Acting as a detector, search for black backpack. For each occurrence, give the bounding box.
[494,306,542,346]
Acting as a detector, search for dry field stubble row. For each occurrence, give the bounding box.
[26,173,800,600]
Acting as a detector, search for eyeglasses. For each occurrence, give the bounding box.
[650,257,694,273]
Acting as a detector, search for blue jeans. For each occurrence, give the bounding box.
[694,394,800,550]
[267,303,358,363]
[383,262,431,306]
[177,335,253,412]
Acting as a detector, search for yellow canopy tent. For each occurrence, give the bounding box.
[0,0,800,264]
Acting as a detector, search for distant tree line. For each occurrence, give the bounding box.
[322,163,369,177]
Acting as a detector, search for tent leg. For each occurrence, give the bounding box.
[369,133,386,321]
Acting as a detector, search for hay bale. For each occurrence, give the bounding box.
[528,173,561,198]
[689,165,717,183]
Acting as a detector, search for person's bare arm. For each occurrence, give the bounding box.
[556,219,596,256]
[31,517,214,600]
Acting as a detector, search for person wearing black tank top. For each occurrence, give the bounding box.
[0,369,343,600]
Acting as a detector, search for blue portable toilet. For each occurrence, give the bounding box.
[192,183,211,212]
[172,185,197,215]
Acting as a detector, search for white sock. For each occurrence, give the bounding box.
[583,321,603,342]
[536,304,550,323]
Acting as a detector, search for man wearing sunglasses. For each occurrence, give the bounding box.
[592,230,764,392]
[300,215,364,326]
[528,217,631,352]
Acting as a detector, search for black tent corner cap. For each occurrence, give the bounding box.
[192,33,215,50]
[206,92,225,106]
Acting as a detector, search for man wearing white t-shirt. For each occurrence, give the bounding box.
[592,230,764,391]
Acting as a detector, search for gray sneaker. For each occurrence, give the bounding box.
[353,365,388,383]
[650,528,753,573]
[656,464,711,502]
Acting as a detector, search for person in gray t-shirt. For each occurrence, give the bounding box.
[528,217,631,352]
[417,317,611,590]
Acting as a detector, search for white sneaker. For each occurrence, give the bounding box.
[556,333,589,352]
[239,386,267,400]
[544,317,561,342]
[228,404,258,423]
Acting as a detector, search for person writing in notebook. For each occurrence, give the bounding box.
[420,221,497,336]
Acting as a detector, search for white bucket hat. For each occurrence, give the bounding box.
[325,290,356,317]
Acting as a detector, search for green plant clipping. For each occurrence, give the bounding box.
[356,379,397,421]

* * * * *

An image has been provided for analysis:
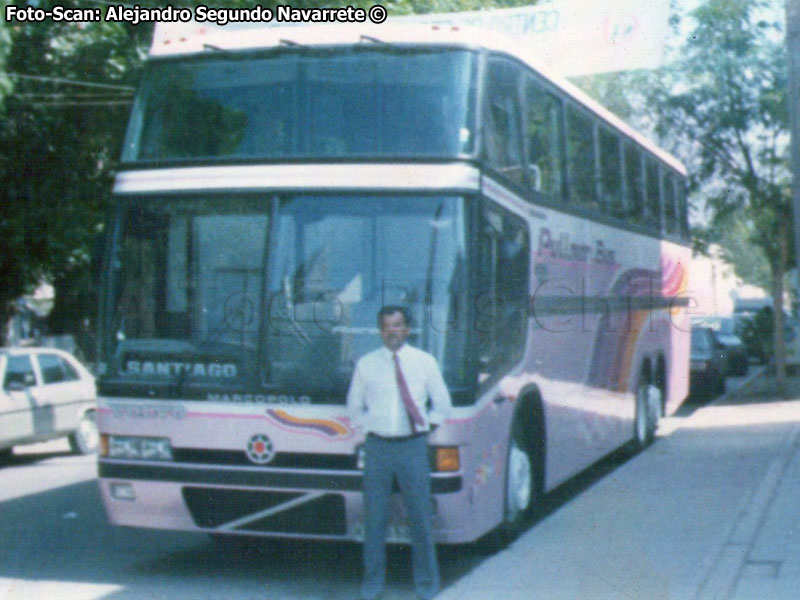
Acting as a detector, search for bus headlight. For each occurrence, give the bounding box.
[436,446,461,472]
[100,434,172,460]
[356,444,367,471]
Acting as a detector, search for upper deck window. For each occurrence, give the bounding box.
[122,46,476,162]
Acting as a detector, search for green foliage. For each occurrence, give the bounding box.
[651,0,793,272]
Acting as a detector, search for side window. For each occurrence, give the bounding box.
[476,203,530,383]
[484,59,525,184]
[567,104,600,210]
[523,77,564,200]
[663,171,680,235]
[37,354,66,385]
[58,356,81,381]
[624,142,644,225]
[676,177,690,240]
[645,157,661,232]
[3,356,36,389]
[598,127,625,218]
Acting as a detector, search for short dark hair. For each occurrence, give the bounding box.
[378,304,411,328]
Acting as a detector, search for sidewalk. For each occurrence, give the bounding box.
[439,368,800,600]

* * * * *

> [TASK TO CARRY OUT]
Copy out the lines from the one containing "Acting as a detector, search for person in" through the one containing "[325,290,356,317]", keeping both of those lines and every line between them unchanged.

> [RESULT OF THIS EXERCISE]
Acting as a detector, search for person in gray t-shirt. For each occurrence, give the bounding box.
[528,217,631,352]
[417,317,611,590]
Acting as a detector, search for white sneaker. For each occurrence, give the bounding box.
[556,333,589,352]
[239,386,267,400]
[544,317,561,342]
[228,404,258,423]
Acting as a detector, search for person writing in notebook. For each occurrence, give the bounding box.
[420,221,497,336]
Acting as a detector, search for white bucket hat. For each occurrence, give the bounding box.
[325,290,356,317]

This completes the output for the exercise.